Scientist at work: tracking muskoxen in the Arctic

This is a long-ish article about the day-to-day work of scientists, which is a good read if you're interested in process, etc. But my favourite part is this: They know the polar bears are eating muskoxen. But they don't know if they're hunting them, or just eating their found carcasses. In order to figure it out, this scientist dresses up in a polar bear costume and approaches muskoxen to see how they respond: if they are neutral or curious, it shows polar bears have not been a threat to them in the past. If they're aggressive or scared, then they've probably been hunted. (He also has a caribou costume to use as a control.)

"On Wrangel Island in the Arctic Ocean, my apprehension heightens as I approach muskoxen herds on all fours. There is always a possibility of being gored, yet for my protection I can’t carry a gun, and it’s too cold to pepper spray when they charge. But I can leap from the ground onto my feet, which confuses them and halts any charges."
Full article

Unsolicited Advice


How to make Facebook be less terrible


I just re-downloaded Facebook on my phone (I go through phases) and I'm already so mad at it. It has an ad every 5 posts. And for me, the ads are all for fitness scam items like bandage-things you wear on your love-handles so you sweat more there, and I get compulsive urges to write comments explaining why they don't work, so I'm all frazzled and angry all the time --

  1. Sweat isn't fat, you'll lose water weight, but you could just not drink water in the first place, but don't do that either, you need water.
  2. Even if it was fat, you can't control where you lose fat from, its distribution is genetic and you'll lose it from whatever body part your genetics and gender determine. You can only control where you build muscle. Literally any exercise routine or equipment that says it will burn fat in a particular body area (thighs, stomach, butt) is lying to you, just straight up lying.

→ **BRIEF A**:
Answer these from the blog excerpt:
(i) What costume does the scientist use as a control?
(ii) Why can't he use pepper spray when muskoxen charge?
(iii) How often does an ad show up on the writer's Facebook feed?
→ **BRIEF B**: Pick up the blog excerpt, the part about fitness ads on Facebook, from the point where it stops, and keep writing.
The rows that come next have nothing to do with the blog excerpt.

→ **DATA EXCERPTS**:

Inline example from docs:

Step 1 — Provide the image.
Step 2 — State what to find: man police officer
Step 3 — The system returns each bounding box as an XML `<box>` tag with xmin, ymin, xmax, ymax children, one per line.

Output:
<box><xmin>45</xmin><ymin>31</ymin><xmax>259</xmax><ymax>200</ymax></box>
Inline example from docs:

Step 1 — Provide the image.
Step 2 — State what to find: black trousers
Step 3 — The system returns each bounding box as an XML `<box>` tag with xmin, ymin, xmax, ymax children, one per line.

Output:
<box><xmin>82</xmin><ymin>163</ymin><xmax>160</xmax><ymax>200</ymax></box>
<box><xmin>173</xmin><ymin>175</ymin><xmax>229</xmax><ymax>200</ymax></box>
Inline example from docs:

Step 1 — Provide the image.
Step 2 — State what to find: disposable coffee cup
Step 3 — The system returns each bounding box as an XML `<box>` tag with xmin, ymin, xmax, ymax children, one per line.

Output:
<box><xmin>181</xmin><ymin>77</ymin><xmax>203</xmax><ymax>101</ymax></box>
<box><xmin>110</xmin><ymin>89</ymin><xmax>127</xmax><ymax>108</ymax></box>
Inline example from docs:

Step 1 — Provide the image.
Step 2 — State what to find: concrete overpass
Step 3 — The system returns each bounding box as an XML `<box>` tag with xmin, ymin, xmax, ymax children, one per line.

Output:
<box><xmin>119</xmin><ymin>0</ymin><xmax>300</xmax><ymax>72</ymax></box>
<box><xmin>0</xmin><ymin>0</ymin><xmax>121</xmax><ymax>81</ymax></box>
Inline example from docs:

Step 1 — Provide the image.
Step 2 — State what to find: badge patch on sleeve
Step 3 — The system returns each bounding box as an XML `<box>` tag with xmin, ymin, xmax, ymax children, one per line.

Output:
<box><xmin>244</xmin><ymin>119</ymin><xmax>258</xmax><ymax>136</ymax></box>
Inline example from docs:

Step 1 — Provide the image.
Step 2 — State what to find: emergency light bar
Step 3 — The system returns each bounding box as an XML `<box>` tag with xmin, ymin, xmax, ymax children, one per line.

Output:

→ **TASK RESULT A**:
(i) A caribou costume.
(ii) It's too cold.
(iii) Every 5 posts.

→ **TASK RESULT B**:
-- so I finally got around to downloading Friendly for android, and I can't believe I've put up with the official Facebook app for so long. Friendly features:

  1. Show most recent posts first instead of whatever Facebook's algorithms think you should see first
  2. Adblocker (this is a one-off cost of $2.50, rest of the app is free)
  3. Messenger and FB in the one app like the old days
  4. Block all posts with a chosen keyword (I suggest 'females')
  5. Highlight/feature posts with a chosen keyword (birb?)
  6. You know how Facebook/Messenger is both the most likely to spontaneously close and the most likely not to have saved whatever you were drafting when it spontaneously closes? Friendly is like a normal, non-garbage app in this respect.
  7. 'Silent' hours (i.e. tell it not to send you notifications before work, after 10pm, whatever helps)
  8. Move the notification/messenger/feed navigation buttons to the bottom so they're in thumb range.
  9. Hide the 'People you may know' suggestions.
  10. Less drain on battery life
  11. Colour scheme of your choice. This is pretty trivial but man that Facebook blue gets lodged in your brain. It's nice to switch it out for, say, flamingo pink.

It's just better in every way than the official app, There is literally no reason to use the original one (maybe it being really aggravating makes you use it less?).

Android // ios

Social Fixer for Chrome does a similar thing on desktop - including making comments display less annoyingly, hiding posts once you've read them, hiding trending topics (click on the spanner in the top-right and select 'Hide/Show Parts of the Page').

Another, more brutal option is News Feed Eradicator. This does what it says - you have to go look at individual people's pages to see what they've written. It basically allows you to kind of stay on FB - still get invited to parties - while removing some of the addictive/fury-generating properties.